Trecho do texto:
Ao mesmo tempo em que Davi é feito rei sobre Judá, o filho de Saul, Isbaal (homem de Baal), cognominado Isboset (homem da vergonha), é feito rei sobre todo Israel em Maanaim, na região de Galaad (2Sm 8-11). Isso quer dizer que a casa de Saul continua a reinar, provavelmente também subjugado pelos filisteus, por quem fora derrotado na guerra que resultou na morte de Saul e Jônatan. Há, portanto, dois pequenos reinos coexistindo na região: um estabelecido em Hebron e outro na rica região de Galaad. Conforme nos conta a Bíblia, a disputa entre os dois reinos termina com a morte, primeiro de Abner, chefe do exército de Saul (3,22-27), e depois de Isbaal, filho de Saul (cf. 2Sm 4,1-12). Há que se mencionar que Davi sempre é inocentado das mortes dos seus inimigos (cf. 2Sm 3,28.37). Após a morte de Isbaal, Davi é ungido rei pelas tribos sobre todo Israel (cf. 2Sm 5,1-5). Não devemos entender isso como o domínio sobre toda a região que tradicionalmente é atribuída às doze tribos de Israel, que vai de Dã a Bersabeia e de Galaad ao mar mediterrâneo. Não podemos esquecer que a base do reinado de Davi está restrita à árida região que fica entre Siceleg e Hebron, na fronteira do deserto de Judá.

[Dados armazenados]
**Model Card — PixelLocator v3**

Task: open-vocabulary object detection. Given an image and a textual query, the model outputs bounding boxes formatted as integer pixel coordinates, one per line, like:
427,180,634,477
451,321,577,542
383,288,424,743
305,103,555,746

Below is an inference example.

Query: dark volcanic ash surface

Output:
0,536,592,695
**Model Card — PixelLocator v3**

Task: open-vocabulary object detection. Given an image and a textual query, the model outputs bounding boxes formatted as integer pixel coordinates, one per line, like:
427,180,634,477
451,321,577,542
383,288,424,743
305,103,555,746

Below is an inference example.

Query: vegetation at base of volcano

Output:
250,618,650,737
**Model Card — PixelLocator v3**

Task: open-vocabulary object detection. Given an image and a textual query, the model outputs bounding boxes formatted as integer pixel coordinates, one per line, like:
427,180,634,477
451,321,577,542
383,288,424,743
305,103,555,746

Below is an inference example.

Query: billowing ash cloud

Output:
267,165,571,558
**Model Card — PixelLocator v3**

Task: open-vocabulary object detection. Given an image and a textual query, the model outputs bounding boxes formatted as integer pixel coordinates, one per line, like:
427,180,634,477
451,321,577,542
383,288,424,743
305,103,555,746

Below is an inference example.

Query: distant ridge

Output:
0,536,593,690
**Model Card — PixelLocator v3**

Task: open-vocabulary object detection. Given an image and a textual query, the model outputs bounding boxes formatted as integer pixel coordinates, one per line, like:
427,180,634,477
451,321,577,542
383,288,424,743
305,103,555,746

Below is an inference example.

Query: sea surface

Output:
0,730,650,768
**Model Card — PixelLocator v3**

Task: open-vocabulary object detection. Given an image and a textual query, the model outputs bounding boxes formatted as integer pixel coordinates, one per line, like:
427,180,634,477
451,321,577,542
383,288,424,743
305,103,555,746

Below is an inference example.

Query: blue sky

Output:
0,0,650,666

Requisitos da tarefa:
a) Segundo o trecho sobre Davi e a casa de Saul, em que lugar Isbaal é feito rei sobre todo Israel?
b) Reescreva a parte da listagem que vai do início até a linha com "0,536,592,695", inclusive, trocando "inference" por "prediction" e mantendo todo o resto igual.

Respostas das tarefas:
a) Em Maanaim, na região de Galaad.

b)
**Model Card — PixelLocator v3**

Task: open-vocabulary object detection. Given an image and a textual query, the model outputs bounding boxes formatted as integer pixel coordinates, one per line, like:
427,180,634,477
451,321,577,542
383,288,424,743
305,103,555,746

Below is an prediction example.

Query: dark volcanic ash surface

Output:
0,536,592,695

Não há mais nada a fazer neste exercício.